- **Directions for this task**: Show every line of the material that follows in which the word "gravel" occurs.

▼

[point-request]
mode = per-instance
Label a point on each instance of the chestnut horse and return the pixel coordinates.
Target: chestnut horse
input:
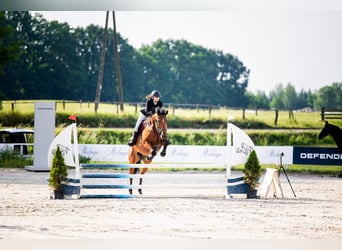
(149, 142)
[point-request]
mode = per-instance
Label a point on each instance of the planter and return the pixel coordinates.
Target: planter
(252, 194)
(58, 194)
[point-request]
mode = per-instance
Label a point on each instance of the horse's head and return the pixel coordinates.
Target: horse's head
(160, 122)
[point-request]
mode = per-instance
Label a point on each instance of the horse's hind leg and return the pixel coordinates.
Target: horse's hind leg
(143, 171)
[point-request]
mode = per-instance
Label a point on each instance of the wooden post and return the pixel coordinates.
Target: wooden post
(102, 61)
(322, 113)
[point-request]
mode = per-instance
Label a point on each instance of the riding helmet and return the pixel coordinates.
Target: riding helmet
(156, 93)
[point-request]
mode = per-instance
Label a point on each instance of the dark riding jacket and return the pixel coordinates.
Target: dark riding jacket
(151, 107)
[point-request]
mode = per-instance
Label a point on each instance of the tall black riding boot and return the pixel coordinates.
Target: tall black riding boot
(133, 141)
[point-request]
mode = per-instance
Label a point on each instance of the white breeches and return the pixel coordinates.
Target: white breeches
(139, 121)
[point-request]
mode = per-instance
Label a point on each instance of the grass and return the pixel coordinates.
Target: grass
(9, 159)
(300, 130)
(179, 117)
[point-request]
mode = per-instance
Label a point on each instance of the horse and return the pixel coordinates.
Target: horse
(334, 131)
(149, 143)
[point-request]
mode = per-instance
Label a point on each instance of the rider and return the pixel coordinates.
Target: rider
(153, 102)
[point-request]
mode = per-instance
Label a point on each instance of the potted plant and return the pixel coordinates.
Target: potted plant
(58, 174)
(252, 173)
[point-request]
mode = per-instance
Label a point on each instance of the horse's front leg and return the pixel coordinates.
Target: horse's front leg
(140, 180)
(153, 153)
(163, 152)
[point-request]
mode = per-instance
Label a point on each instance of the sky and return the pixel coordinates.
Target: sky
(300, 47)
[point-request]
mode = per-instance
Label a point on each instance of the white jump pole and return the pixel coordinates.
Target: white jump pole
(44, 133)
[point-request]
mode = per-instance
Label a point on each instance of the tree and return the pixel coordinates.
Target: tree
(329, 97)
(9, 47)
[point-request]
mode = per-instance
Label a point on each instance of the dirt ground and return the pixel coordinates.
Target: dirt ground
(27, 212)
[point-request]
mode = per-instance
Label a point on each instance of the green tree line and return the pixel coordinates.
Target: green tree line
(51, 60)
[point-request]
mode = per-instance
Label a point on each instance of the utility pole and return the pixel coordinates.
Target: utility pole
(117, 65)
(102, 61)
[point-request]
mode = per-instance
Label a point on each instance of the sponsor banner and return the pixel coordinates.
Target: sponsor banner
(177, 154)
(317, 156)
(185, 154)
(273, 154)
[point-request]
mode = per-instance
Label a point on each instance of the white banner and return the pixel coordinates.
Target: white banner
(240, 145)
(184, 154)
(176, 154)
(63, 141)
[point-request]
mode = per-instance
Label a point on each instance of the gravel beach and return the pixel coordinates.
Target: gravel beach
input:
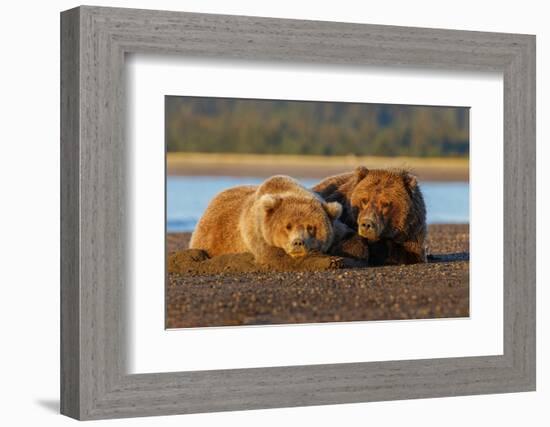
(437, 289)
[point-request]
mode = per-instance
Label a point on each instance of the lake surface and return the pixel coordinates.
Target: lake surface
(188, 196)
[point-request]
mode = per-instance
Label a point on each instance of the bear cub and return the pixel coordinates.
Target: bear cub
(277, 221)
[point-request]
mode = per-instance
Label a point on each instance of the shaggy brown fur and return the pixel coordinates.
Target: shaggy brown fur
(277, 221)
(385, 208)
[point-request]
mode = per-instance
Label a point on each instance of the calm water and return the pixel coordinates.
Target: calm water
(446, 202)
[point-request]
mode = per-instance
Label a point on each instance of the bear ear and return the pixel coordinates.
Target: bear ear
(410, 180)
(333, 209)
(270, 202)
(359, 173)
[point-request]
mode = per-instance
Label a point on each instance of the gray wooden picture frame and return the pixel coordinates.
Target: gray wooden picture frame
(94, 381)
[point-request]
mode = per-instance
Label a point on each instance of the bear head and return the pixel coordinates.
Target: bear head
(382, 202)
(299, 225)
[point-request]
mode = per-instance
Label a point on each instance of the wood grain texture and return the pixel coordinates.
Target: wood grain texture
(94, 269)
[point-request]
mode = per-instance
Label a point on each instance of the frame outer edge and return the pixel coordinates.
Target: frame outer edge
(90, 385)
(70, 390)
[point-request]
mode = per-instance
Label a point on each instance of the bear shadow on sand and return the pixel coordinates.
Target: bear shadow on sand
(197, 262)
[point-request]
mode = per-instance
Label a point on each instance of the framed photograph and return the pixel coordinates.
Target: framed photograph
(261, 213)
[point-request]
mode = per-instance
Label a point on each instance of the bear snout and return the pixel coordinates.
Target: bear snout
(369, 227)
(298, 247)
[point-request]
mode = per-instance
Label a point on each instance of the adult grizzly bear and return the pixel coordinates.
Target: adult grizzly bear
(277, 221)
(386, 208)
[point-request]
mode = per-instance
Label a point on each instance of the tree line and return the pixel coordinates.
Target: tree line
(219, 125)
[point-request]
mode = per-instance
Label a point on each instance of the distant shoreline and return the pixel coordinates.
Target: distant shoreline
(238, 165)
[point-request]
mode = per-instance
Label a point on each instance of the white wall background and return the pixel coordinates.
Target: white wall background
(29, 212)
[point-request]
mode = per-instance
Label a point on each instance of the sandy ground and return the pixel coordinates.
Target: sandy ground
(437, 289)
(203, 164)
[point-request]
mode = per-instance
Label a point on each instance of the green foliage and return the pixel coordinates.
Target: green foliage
(217, 125)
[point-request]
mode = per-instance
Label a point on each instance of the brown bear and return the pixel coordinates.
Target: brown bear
(277, 221)
(385, 208)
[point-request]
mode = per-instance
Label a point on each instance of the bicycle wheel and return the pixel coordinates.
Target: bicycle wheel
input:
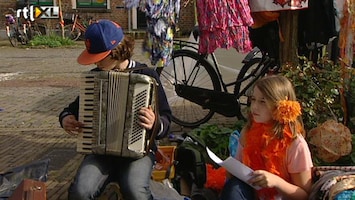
(249, 73)
(13, 36)
(71, 33)
(188, 68)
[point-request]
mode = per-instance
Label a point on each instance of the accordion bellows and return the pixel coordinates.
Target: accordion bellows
(109, 105)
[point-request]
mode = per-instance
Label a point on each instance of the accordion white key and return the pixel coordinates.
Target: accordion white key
(108, 107)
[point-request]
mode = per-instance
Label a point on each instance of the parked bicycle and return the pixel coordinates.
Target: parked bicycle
(196, 89)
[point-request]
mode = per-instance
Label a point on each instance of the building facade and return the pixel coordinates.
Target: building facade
(131, 20)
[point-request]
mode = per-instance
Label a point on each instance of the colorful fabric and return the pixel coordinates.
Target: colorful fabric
(224, 24)
(281, 157)
(277, 5)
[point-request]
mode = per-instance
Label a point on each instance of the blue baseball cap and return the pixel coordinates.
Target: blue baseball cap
(100, 38)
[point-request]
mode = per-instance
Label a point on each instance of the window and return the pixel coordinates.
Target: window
(41, 2)
(91, 3)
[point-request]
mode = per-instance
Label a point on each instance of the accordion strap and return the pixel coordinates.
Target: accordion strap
(156, 109)
(156, 121)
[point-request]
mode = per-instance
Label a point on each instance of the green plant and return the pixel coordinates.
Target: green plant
(50, 41)
(217, 137)
(317, 87)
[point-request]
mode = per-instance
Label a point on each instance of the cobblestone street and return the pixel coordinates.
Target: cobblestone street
(35, 85)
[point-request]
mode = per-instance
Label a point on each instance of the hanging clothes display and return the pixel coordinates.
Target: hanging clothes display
(224, 24)
(347, 34)
(162, 17)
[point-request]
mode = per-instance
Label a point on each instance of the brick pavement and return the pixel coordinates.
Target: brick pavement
(35, 85)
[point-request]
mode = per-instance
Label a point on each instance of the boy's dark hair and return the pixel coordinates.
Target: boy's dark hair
(124, 50)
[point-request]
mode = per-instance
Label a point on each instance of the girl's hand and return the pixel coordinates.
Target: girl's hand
(146, 117)
(71, 125)
(264, 179)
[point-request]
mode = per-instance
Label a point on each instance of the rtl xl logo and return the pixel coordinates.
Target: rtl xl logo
(43, 12)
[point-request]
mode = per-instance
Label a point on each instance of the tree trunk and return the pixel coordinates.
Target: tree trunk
(288, 28)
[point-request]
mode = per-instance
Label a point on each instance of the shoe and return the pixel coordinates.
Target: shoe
(111, 192)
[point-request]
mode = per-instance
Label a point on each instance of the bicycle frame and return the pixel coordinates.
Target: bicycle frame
(198, 86)
(252, 54)
(77, 24)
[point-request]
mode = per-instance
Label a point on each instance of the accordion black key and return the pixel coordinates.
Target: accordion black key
(109, 105)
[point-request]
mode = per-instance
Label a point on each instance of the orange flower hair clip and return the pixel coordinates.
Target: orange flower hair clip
(287, 111)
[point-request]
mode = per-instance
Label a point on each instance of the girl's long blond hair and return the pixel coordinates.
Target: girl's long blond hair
(276, 88)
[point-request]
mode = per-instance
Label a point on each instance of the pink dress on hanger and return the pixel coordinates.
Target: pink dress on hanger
(224, 24)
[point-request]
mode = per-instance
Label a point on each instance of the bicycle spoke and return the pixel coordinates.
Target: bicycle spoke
(184, 69)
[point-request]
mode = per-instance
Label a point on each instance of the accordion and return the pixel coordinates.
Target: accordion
(108, 107)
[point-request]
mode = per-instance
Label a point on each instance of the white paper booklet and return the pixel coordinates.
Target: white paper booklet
(233, 166)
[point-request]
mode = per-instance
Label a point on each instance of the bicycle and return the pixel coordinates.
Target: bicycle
(195, 87)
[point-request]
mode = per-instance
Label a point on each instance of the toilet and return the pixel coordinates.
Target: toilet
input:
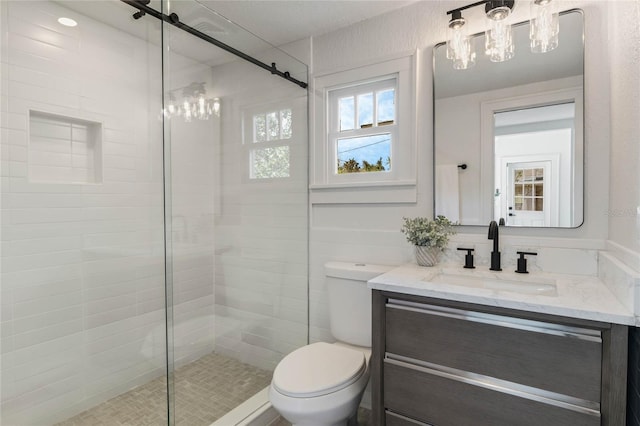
(322, 384)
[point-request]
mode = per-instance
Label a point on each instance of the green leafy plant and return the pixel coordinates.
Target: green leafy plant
(421, 231)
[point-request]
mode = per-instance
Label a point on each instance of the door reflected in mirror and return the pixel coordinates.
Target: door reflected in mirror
(518, 126)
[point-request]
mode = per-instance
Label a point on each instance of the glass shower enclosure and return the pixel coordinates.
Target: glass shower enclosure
(153, 214)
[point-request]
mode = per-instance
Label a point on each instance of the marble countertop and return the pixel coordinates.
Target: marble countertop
(575, 296)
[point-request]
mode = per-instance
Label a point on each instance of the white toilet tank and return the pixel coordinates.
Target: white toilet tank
(350, 300)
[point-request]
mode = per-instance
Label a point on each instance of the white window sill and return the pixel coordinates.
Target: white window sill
(404, 191)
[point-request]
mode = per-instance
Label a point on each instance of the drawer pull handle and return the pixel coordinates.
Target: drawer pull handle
(527, 392)
(581, 333)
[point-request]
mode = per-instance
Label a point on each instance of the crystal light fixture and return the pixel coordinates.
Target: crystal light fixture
(499, 36)
(459, 45)
(499, 47)
(545, 26)
(193, 105)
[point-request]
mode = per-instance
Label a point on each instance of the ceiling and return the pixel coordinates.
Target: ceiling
(248, 25)
(280, 22)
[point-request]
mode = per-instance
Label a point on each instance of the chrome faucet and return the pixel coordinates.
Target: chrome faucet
(495, 254)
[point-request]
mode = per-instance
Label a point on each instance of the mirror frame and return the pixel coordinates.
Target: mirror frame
(580, 128)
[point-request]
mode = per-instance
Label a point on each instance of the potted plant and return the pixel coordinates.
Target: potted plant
(430, 237)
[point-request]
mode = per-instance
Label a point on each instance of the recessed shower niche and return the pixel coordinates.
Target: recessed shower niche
(64, 149)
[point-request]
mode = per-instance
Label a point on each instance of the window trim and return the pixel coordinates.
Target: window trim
(250, 144)
(403, 173)
(334, 133)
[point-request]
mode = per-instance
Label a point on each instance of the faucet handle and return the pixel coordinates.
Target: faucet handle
(468, 258)
(522, 261)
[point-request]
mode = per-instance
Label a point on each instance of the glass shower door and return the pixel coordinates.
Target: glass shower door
(82, 291)
(238, 150)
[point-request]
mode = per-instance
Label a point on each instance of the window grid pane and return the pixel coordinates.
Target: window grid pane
(364, 154)
(528, 189)
(346, 111)
(365, 110)
(386, 108)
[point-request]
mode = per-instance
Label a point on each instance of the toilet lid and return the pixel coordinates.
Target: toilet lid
(318, 369)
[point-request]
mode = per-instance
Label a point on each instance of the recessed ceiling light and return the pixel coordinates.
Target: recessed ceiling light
(68, 22)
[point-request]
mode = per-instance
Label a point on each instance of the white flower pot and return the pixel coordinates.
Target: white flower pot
(427, 256)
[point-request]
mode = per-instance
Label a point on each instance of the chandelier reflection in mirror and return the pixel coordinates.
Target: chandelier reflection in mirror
(191, 102)
(499, 46)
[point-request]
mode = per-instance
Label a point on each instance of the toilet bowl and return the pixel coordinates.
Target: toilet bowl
(322, 384)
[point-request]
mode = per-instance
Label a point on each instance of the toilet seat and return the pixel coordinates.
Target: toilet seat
(318, 369)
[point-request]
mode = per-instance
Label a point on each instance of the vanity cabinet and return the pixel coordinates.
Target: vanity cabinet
(438, 362)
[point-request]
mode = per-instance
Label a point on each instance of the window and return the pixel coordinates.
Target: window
(364, 134)
(363, 126)
(270, 134)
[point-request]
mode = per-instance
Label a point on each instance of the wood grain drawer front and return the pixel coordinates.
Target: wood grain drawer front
(442, 401)
(560, 359)
(395, 419)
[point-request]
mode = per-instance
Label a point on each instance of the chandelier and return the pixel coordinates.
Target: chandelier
(499, 45)
(191, 102)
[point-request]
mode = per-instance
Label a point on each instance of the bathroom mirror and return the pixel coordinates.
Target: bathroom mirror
(508, 136)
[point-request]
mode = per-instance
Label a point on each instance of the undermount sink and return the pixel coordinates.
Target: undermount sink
(542, 288)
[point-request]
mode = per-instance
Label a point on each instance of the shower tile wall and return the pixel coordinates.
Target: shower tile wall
(261, 227)
(82, 290)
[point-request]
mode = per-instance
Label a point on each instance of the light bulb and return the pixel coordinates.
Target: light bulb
(459, 45)
(499, 41)
(545, 26)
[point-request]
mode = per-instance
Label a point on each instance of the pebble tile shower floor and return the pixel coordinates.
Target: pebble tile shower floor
(205, 390)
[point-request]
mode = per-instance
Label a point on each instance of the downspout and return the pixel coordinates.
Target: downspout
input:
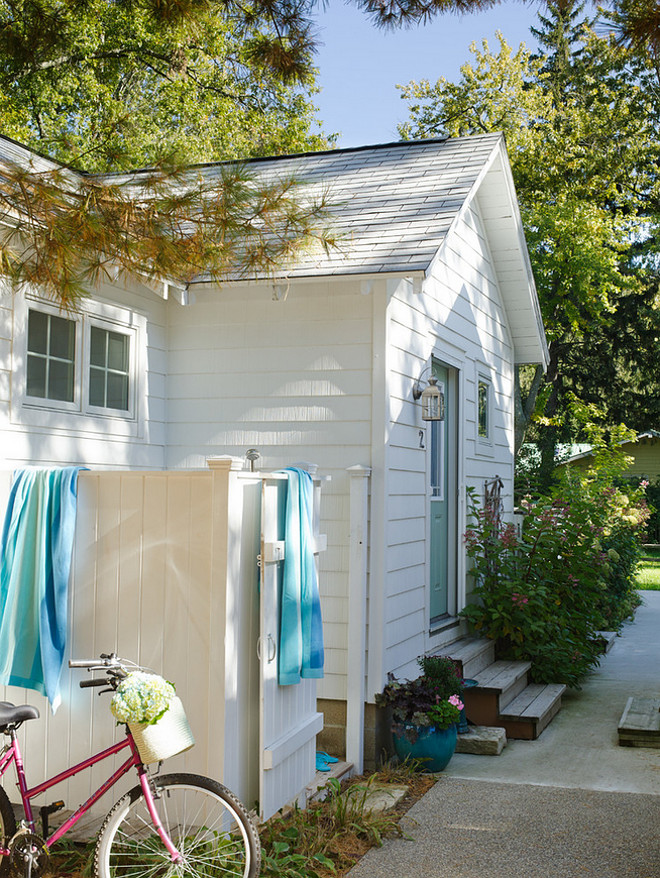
(357, 613)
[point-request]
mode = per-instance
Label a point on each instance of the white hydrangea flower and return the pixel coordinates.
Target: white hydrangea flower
(141, 698)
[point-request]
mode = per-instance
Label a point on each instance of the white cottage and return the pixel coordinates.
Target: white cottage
(431, 278)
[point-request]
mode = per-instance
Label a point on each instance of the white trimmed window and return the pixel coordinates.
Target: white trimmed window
(51, 357)
(77, 371)
(109, 369)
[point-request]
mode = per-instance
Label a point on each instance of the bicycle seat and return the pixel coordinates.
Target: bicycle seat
(10, 714)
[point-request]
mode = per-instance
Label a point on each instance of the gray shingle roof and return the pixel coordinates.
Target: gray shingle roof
(391, 205)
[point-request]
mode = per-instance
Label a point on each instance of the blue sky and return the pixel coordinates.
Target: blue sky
(360, 65)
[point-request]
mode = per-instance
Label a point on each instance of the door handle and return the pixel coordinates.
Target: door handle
(272, 649)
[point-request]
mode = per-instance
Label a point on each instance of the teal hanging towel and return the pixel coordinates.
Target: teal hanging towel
(301, 625)
(37, 542)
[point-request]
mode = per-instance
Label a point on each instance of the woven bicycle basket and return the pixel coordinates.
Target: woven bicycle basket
(165, 738)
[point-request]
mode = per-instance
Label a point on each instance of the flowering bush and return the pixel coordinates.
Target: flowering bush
(141, 698)
(542, 596)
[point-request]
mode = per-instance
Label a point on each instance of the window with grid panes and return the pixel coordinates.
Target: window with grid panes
(51, 357)
(109, 367)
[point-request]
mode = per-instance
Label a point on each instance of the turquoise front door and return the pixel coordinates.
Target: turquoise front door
(442, 501)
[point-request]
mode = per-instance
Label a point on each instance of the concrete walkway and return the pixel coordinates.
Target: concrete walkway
(571, 804)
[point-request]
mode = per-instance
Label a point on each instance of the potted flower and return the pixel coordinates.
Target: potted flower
(148, 704)
(425, 712)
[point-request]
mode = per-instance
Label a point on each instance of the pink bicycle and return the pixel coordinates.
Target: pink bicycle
(174, 825)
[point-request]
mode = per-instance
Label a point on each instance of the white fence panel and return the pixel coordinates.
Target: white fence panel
(165, 574)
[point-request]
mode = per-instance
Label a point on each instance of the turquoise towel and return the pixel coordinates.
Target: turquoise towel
(301, 626)
(37, 541)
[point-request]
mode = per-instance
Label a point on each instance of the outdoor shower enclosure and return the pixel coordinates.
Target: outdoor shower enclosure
(179, 571)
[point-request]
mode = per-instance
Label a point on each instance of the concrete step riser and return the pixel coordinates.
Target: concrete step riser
(471, 669)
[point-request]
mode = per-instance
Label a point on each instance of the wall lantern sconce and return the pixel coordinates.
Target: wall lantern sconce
(433, 399)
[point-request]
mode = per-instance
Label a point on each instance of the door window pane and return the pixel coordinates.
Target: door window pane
(484, 405)
(51, 356)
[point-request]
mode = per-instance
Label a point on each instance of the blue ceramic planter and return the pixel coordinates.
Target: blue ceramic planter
(434, 746)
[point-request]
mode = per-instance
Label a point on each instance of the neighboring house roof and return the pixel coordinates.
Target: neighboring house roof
(393, 206)
(583, 451)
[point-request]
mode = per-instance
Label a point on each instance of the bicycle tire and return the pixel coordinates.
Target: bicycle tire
(226, 843)
(7, 829)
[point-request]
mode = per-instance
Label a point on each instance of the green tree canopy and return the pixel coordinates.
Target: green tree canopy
(109, 85)
(580, 123)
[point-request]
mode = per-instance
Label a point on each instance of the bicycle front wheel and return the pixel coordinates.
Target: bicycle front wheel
(207, 824)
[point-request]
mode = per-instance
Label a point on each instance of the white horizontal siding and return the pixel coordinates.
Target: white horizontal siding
(459, 319)
(293, 380)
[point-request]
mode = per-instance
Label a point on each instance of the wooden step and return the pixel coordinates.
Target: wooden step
(530, 712)
(498, 685)
(473, 653)
(639, 725)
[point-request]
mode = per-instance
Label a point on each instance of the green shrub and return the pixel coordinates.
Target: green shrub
(543, 595)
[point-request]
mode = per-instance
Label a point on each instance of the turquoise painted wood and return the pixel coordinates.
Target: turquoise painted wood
(440, 506)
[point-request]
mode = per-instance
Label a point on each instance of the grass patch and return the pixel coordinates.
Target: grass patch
(326, 839)
(648, 570)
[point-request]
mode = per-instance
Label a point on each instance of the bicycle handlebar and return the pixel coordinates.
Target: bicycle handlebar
(112, 666)
(88, 684)
(101, 663)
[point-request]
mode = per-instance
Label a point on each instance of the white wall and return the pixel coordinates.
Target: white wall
(458, 319)
(292, 379)
(34, 435)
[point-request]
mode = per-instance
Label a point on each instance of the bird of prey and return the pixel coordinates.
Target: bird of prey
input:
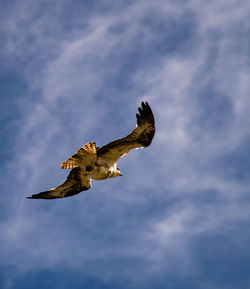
(91, 162)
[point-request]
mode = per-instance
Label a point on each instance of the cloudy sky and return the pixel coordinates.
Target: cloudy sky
(76, 71)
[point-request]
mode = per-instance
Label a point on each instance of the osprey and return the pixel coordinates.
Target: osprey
(91, 162)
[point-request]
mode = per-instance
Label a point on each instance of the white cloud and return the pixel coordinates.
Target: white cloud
(66, 91)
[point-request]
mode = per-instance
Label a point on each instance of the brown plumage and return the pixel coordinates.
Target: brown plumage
(91, 162)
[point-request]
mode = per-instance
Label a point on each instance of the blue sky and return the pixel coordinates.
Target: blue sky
(76, 71)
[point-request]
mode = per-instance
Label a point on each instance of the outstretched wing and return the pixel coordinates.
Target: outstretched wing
(85, 156)
(75, 183)
(141, 136)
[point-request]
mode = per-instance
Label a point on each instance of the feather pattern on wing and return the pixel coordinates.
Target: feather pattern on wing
(75, 183)
(141, 136)
(85, 156)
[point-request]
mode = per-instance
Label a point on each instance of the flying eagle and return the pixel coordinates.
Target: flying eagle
(91, 162)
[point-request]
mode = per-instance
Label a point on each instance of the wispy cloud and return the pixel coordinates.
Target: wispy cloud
(85, 77)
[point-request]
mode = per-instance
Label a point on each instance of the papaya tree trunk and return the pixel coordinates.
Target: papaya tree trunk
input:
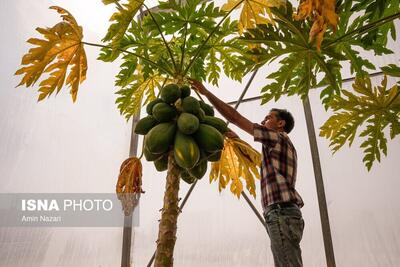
(169, 216)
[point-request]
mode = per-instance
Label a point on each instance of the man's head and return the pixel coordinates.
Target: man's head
(279, 120)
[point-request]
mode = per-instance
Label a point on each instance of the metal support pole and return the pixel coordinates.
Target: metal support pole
(323, 209)
(127, 231)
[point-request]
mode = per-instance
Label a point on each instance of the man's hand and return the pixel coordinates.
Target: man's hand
(231, 134)
(198, 86)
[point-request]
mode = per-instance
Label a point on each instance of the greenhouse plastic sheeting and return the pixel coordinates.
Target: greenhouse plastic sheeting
(57, 146)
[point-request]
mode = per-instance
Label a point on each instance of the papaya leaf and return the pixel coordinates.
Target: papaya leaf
(129, 185)
(391, 70)
(238, 161)
(227, 51)
(323, 14)
(300, 62)
(253, 12)
(60, 49)
(121, 19)
(377, 107)
(371, 11)
(130, 97)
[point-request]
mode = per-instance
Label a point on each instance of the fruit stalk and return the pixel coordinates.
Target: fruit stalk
(169, 217)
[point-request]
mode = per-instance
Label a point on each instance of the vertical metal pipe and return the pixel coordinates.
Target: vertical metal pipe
(323, 209)
(127, 231)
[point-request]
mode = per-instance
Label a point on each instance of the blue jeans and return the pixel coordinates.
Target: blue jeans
(285, 228)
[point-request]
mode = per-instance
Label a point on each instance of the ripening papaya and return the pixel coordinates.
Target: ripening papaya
(149, 107)
(208, 110)
(144, 125)
(201, 115)
(187, 123)
(186, 151)
(163, 112)
(161, 163)
(199, 170)
(170, 93)
(190, 105)
(161, 137)
(209, 138)
(185, 91)
(217, 123)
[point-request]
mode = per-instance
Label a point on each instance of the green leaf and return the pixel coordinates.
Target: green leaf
(377, 106)
(391, 70)
(300, 63)
(130, 97)
(121, 19)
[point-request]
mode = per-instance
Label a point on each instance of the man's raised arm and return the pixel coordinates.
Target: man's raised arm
(226, 110)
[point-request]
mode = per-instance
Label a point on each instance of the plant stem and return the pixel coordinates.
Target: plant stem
(162, 36)
(169, 217)
(363, 29)
(208, 38)
(183, 48)
(131, 53)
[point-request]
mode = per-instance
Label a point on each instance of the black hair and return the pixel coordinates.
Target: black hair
(285, 115)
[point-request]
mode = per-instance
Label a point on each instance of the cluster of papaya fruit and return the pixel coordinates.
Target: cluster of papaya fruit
(179, 122)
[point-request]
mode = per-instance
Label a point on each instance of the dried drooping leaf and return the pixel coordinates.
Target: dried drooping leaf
(253, 12)
(238, 160)
(129, 185)
(322, 12)
(60, 49)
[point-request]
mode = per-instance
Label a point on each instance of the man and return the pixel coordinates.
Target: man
(280, 201)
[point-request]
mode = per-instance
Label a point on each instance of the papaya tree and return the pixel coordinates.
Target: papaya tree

▲

- **Expected answer**:
Label a point on each instance of the gravel beach and return the pixel coordinates.
Target: gravel beach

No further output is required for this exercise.